**Entries from a point annotation set:**
==========
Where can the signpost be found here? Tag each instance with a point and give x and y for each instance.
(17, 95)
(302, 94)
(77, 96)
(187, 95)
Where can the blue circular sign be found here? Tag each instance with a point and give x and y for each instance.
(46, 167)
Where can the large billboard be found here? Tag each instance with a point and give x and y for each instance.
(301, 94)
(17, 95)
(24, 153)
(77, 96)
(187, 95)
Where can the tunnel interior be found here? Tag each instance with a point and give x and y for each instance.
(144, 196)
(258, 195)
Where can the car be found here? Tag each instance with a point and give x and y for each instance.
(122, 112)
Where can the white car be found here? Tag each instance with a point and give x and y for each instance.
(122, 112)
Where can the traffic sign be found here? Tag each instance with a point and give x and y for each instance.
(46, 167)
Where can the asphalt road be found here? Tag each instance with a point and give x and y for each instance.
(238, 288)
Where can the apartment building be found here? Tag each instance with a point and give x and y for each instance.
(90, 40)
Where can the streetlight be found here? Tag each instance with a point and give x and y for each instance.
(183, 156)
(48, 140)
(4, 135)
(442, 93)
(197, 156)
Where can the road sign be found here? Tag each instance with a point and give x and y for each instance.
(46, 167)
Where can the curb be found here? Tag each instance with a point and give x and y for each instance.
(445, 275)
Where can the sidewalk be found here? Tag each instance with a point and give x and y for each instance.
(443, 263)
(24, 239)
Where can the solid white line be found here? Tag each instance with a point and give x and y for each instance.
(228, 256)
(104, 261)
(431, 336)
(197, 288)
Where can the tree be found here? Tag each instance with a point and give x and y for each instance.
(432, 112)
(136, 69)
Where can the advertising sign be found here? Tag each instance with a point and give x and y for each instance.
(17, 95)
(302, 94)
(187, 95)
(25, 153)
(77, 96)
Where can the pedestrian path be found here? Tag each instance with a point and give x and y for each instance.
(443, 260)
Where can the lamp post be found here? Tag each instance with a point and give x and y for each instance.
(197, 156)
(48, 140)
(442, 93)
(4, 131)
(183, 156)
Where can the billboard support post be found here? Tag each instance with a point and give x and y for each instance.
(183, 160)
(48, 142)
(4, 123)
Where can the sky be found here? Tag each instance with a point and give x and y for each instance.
==========
**WRITTEN EXERCISE:** Reproduce every one of the lines above verbatim, leaving nothing out.

**FULL OUTPUT:**
Where can the signpost be found here? Tag each instance with a point and give x and y for each instance.
(17, 95)
(302, 94)
(77, 96)
(187, 95)
Where can the blue circular sign be found here? Tag each instance with a point and give x and y for each instance.
(46, 167)
Where can the large billboard be found here? Tag each instance with a point and give x and y for each instance.
(301, 94)
(17, 95)
(24, 153)
(77, 96)
(187, 95)
Where can the tunnel interior be found here? Tag each instance with a point and give x and y for each instance.
(144, 196)
(258, 195)
Where can the car be found here? Tag each instance with a point and give x and y for each instance.
(122, 112)
Where can the white car be found here? Tag each instance with a point and give x and y for each instance.
(122, 112)
Where can the traffic sign be found here? Tag each instance with a point and give x and y for each instance.
(46, 167)
Where can the asphalt road be found here? Tag each instance with a point and give x and y for each instance.
(238, 288)
Where can the apartment building be found here? Tag each instance with a point and give x and y for each instance.
(90, 40)
Where can the streetlight be found here? Tag each instance with a point and give x and y for each instance.
(183, 156)
(48, 140)
(4, 135)
(442, 93)
(197, 156)
Where can the road sign be found here? Tag each instance with a point and give x and y for each instance.
(46, 167)
Where can the curb be found here? Tag each instance with a point and give x and y for each instance.
(445, 275)
Where can the sidewalk be found here? Tag each instance with a point and give x and y for each instance.
(443, 263)
(24, 239)
Where can the solid white line be found here? Tag each instance with a point and give x and y for each instance.
(228, 256)
(104, 261)
(431, 336)
(197, 288)
Where can the tree be found here? Tag each instance with a point and give x and y for each instance.
(432, 112)
(136, 69)
Where can the advertising sign be found here? Tag each instance with a point and give x and y for each instance.
(17, 95)
(302, 94)
(187, 95)
(25, 153)
(77, 96)
Where can the pedestrian path be found here? Tag each instance with a point and give x and y for each instance.
(443, 260)
Where can the lamp post be found here? Tag each instance with a point and give x and y for each instance.
(197, 156)
(48, 140)
(442, 93)
(4, 131)
(183, 156)
Where can the billboard support post be found here? Tag each instance with a point and give x and y for each instance.
(183, 160)
(48, 142)
(4, 123)
Where can the sky be found here? Tag each instance with a point and give x and y for each instance.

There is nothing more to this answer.